Lessons to Learn: Alexandr 'Peresvet' Shabliy
In keeping with our dissection of the exceptional talent in Russian MMA, perhaps the most immediately threatening presence to the UFC’s lightweight division is Alexandr Shabliy. Without mincing words, Shabliy is one of the very best strikers in MMA and an undeniable elite talent. Indeed, he lacks the resume of Eduard Vartanyan and Abdul-Aziz Abdulvakhabov, but he is every bit as gifted a fighter as ACA’s best. Alexandr would make a thrilling addition to the UFC’s lightweight division, and he is arguably the most immediately threatening contender of the bunch.
Certain fighters in MMA share a resemblance to Shabliy, including Petr Yan and Leon Edwards, but there are a few components to his game that often go unmentioned that deserve recognition. I would go as far to say that Shabliy is an incredibly instructive fighter for pressure fighters and counterstrikers alike, and someone more fighters in the sport should be looking at when developing their games.
#1: Knees Are Weapons & Tools
Alexandr Shabliy is a pressure fighter by nature, and a counterstriker by trade. He wants to push his opponents up against the fence, feint them senseless, and drill knees through their midsection until they fall over. When he is forced to fight in open space, he has a knack for closing distance very quickly with shifting combinations, and when he traps an opponent along the fence, he knows how to cut off their exits with his feet and punish them for remaining static.
Like any great boxing & clinch threat inside, Shabliy converts punches into collar-ties and frames to land knees. When opponents either attempt to close the distance or simply enter into Shabliy’s slice of range, they run the risk of being punched in combination or kneed very, very hard.
If an opponent tries to change levels on Shabliy, they might just run onto an intercepting knee.
In keeping with the rest of the Russian contingent, Shabliy has a knack for attacking in transitions (i.e. striking when an opponent is still convinced they’re in a grappling exchange), but this is ancillary to his fundamental stratagem. He is excellent on the counter, and one of the best combination counterpunchers in the sport, a skill that eludes competitors at even the highest of levels. His knees are arguably his best pair of weapons, and Shabliy understands how to use them as entries, throwaways, and counters. In short, the man is a very unique striker in MMA.
Shabliy shifts from orthodox into southpaw, taking an outside angle on his opponent with his back flat up against the fence. Strbak raises his lead leg to check what he assumes is an outside leg kick, and Shabliy drills a knee up the middle.
Repeating a similar exchange from above, Shabliy smashes Strbak’s midsection with a rear southpaw knee and lands a punch on the break. With this exchange programmed into his opponent, Alexandr takes a small step forward with his lead leg to push Strbak into the fence before stepping into a left high kick. Predictably, Strbak responds the exact same way (raised lead leg, posture broken), and Shabliy throws two punches as his opponent circles out.
Shabliy stings Vartanyan with a rear hand. He pushes forward after the punch, shifts to southpaw, and takes the outside angle on Vartanyan before landing the rear knee. As Eduard is attempting to circle out, Shabliy shifts back to orthodox to herd Vartanyan into another overhand right.

What this exercise asks →
1. In the article on Alexandr Shabliy, what does Strbak raise his lead leg to check before Shabliy drives a knee up the middle?
2. Carry on the article about Alexandr Shabliy from the point where it stops.

Listing →
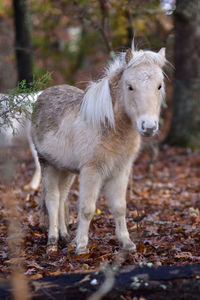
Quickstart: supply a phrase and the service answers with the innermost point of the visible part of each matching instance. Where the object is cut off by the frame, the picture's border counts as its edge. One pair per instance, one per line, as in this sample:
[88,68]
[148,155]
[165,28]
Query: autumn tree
[23,45]
[185,126]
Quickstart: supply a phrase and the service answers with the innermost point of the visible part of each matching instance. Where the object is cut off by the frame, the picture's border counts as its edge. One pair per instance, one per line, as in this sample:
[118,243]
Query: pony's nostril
[143,127]
[155,126]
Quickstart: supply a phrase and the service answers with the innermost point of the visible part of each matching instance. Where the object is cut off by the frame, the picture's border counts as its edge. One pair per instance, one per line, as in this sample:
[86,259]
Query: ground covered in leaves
[163,214]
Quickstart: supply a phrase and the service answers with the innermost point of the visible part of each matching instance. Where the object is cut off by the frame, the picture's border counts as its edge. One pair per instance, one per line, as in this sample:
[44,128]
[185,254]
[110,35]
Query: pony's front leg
[50,182]
[90,184]
[115,191]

Results of the tasks →
1. What he assumes is an outside leg kick.

2.
As I mentioned above, Shabliy is one of MMA’s few combination counterpunchers, which highlights how firm his grasp of his own distance is. As he slowly cuts off his opponent’s exits along the fence, they assume their only option is to step forward to dissuade Shabliy from coming forward. Unfortunately, this rarely works, because Alexandr tends to discourage this tactic with a combination before continuing his assault.
As Strbak steps in with a right hook, Shabliy ducks under and throws a three-punch combination, leading with a short left hook to the body.
Virtually every time Martins tried to leap into range against Shabliy, Alexandr was able to slip the initial strike and would throw back in combination.
In an open-stance matchup, Vartanyan leads with a shifting overhand right with his lead right foot wedged between Shabliy’s centerline. Shabliy slips outside of the punch, counters with a left uppercut, and retracts his lead right foot behind him, leaving him standing orthodox. Vartanyan stumbles out of the open side, and Shabliy shifts back to southpaw.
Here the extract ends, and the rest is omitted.